• **TEXTE FOURNI**
▶

Sans pour autant partager cette analyse, François Ponchaud, le prêtre français qui a révélé le génocide au monde en 1977 grâce à son ouvrage "Cambodge, année zéro", estime qu’il s’agit d’un procès politique. "[Cette cour est] le tribunal de l’hypocrisie internationale : les pays de tous les juges [étrangers siégeant au tribunal de Phnom Penh] ont soutenu les Khmers rouges pendant 14 ans, rappelle-t-il au micro de Cyril Payen, envoyé spécial de FRANCE 24 au Cambodge. Qu’on juge les responsables khmers rouges, c’est bien, mais maintenant, c’est beaucoup trop tard. C’est quand ils étaient au pouvoir qu’il fallait les accuser", conclut le prêtre, arrivé au Cambodge dans les années 1960.

Exécutions à coups de matraque

Entre 1975 et 1979, "Douch" tenait les rênes de la prison de Tuol Sleng, surnommée S-21, un ancien lycée de Phnom Penh transformé en camp de torture. Les anciennes salles de classe faisaient office de cellules ou de salles de torture. Des familles entières y étaient entassées, des milliers de personnes suppliciées.

Après la chute du régime de Pol Pot, d’innombrables documents expliquant en détail les rouages de la machine à tuer khmer rouge ont été récupérés. À S-21, des confessions manuscrites étaient arrachées aux détenus, accusés de travailler pour le compte des services secrets américains, russes ou vietnamiens. Les "traitres" étaient ensuite envoyés à Choeung Ek, un camp d’extermination situé à une vingtaine de kilomètres de la capitale cambodgienne. Entre 1974 et 1979, environ 17 000 personnes y ont été exécutées à coups de matraque.

◀

• **DONNÉES FOURNIES**

▶

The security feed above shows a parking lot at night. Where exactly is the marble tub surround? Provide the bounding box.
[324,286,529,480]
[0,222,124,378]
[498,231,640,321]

◀

• **CONSIGNE A**
Actualisez le passage du texte fourni compris entre "Après la chute" et "coups de matraque.", bornes incluses, en remplaçant "services secrets" par "services de renseignement".
• **CONSIGNE B**
Répondez brièvement d'après le texte fourni :
(i) En quelle année François Ponchaud a-t-il révélé le génocide au monde ?
(ii) Quel surnom était donné à la prison de Tuol Sleng ?
(iii) À quelle distance de la capitale cambodgienne se trouve Choeung Ek ?

• **RÉPONSE RÉDIGÉE A**
Après la chute du régime de Pol Pot, d’innombrables documents expliquant en détail les rouages de la machine à tuer khmer rouge ont été récupérés. À S-21, des confessions manuscrites étaient arrachées aux détenus, accusés de travailler pour le compte des services de renseignement américains, russes ou vietnamiens. Les "traitres" étaient ensuite envoyés à Choeung Ek, un camp d’extermination situé à une vingtaine de kilomètres de la capitale cambodgienne. Entre 1974 et 1979, environ 17 000 personnes y ont été exécutées à coups de matraque.

• **RÉPONSE RÉDIGÉE B**
(i) En 1977.
(ii) S-21.
(iii) À une vingtaine de kilomètres.